YOUR OBJECTIVE:
Each of the following records is to be output exactly.

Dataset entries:
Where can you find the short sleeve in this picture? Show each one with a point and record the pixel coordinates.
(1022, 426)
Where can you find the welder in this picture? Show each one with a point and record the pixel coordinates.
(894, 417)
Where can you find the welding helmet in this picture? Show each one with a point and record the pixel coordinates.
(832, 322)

SOLVED PROBLEM:
Where can you find the short sleeve in this picture? Show each one with a point and record the pixel coordinates.
(1022, 426)
Where can you find the welder in this picture? Show each one with a point and record the pixel coordinates.
(894, 417)
Where can you find the welding helmet in this picture? Show each one with a point and record the pixel coordinates.
(832, 322)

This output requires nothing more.